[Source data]
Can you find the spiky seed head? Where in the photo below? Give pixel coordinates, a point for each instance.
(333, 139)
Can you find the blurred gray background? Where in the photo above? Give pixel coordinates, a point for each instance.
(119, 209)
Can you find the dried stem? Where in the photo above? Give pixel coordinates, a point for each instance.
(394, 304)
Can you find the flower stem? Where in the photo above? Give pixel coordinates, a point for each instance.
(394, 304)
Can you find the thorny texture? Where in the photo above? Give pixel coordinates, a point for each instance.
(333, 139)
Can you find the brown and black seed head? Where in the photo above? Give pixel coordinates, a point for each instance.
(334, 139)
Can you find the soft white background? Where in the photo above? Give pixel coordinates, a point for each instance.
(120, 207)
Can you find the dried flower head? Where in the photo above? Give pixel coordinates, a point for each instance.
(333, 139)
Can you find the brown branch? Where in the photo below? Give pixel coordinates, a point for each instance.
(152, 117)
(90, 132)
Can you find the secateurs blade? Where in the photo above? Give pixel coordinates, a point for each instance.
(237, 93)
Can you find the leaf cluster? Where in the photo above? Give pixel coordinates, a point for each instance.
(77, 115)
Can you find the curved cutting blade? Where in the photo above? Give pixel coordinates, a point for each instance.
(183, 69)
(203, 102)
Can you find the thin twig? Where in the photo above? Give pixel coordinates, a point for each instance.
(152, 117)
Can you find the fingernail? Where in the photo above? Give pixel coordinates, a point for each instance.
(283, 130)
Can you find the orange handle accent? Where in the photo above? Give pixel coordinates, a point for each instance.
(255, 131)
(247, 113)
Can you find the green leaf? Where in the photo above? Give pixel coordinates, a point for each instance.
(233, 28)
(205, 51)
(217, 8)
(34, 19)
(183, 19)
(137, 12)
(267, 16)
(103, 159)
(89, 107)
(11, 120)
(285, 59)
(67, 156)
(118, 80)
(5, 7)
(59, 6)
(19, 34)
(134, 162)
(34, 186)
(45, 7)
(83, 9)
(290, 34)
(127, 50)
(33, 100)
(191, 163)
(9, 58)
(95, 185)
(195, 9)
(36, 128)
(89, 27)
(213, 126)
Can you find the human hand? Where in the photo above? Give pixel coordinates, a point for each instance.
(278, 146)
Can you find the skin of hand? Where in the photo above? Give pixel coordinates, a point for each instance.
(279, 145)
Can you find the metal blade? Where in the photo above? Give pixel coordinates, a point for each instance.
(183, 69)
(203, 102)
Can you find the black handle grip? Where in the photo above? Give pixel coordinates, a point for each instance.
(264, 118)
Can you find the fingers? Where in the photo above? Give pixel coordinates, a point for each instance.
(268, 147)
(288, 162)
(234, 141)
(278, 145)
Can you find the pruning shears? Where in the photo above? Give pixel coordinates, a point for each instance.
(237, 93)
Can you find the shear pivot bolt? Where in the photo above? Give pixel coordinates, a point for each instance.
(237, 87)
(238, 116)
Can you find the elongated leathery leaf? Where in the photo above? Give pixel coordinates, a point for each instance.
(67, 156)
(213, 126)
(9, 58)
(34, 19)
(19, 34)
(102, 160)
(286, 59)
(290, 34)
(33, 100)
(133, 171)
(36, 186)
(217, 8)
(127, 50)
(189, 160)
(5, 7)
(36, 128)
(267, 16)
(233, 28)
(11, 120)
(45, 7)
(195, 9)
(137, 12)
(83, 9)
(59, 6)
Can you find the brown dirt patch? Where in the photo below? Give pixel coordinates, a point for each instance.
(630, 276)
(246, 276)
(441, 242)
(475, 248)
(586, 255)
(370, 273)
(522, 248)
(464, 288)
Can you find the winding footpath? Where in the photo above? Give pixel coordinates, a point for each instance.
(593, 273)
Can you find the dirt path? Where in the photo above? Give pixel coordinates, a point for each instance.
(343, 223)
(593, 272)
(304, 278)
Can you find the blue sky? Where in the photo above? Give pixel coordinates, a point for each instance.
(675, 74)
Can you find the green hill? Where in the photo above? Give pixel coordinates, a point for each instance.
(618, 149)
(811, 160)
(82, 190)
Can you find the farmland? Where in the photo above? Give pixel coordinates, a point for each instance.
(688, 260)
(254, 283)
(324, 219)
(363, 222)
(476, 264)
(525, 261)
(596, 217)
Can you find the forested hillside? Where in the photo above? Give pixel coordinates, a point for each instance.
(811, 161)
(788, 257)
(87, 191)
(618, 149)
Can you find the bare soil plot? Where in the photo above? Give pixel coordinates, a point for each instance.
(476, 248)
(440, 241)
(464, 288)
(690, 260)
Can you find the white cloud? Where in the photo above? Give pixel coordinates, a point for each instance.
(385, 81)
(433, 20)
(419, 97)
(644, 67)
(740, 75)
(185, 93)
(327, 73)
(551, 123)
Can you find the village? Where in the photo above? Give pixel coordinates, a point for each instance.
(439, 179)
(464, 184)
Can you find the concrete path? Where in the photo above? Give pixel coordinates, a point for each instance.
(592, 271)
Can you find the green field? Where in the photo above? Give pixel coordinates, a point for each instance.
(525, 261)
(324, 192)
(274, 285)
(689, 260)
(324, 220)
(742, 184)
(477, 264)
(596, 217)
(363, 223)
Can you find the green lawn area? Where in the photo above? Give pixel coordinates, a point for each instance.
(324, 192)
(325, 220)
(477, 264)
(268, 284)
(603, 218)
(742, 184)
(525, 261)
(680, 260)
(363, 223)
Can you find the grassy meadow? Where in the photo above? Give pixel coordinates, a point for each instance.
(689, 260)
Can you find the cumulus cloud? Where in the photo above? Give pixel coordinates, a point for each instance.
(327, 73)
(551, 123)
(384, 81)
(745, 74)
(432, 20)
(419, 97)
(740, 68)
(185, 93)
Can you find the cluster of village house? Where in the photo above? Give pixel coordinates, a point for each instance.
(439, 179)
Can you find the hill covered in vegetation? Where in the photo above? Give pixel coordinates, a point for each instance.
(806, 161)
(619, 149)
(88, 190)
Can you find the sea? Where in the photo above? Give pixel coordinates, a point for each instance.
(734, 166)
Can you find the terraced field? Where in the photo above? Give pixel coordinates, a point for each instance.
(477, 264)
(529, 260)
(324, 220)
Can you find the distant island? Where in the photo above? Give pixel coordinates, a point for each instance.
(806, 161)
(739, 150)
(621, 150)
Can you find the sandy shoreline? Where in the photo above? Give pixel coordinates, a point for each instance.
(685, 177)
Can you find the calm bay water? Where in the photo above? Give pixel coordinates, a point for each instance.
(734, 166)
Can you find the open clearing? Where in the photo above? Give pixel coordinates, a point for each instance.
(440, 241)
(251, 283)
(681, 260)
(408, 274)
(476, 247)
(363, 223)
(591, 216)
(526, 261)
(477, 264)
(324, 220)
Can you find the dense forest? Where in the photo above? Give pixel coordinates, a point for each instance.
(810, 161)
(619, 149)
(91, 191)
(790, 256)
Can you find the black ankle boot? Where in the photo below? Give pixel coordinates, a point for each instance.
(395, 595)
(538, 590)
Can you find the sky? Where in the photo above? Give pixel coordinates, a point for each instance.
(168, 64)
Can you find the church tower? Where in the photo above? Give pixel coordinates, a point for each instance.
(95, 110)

▶ [BRIEF]
Quote exactly what appears from the line containing "Can you find the open" through the final line of the listing above, including both of those lines.

▶ [SOLUTION TO THIS EXERCISE]
Can you find the open clearing? Where in the photo above? Give pixel coordinates, a point for each instance.
(440, 241)
(251, 283)
(681, 260)
(408, 274)
(476, 247)
(363, 223)
(591, 216)
(526, 261)
(477, 264)
(324, 220)
Can you find the dense forest? Where in the photo above? Give pixel coordinates, a point for each instance.
(810, 161)
(619, 149)
(91, 191)
(790, 256)
Can you find the black ankle boot? Where in the photo below? Give pixel coordinates, a point for each instance.
(395, 595)
(538, 590)
Can you find the sky? Where in the photo above? Give pixel coordinates, a point for each instance.
(168, 64)
Can you find the church tower? Where in the photo above? Give pixel coordinates, a point for each instance.
(95, 110)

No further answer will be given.